Referring expression data
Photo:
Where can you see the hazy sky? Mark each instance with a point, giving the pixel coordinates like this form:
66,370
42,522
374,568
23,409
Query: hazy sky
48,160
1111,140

==

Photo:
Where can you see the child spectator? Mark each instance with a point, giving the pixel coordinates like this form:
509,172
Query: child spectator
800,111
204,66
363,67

EXERCISE PROMPT: Across the preceding records, count the lines with the word "this" in them and give that figure alone.

EXERCISE SOLUTION: 2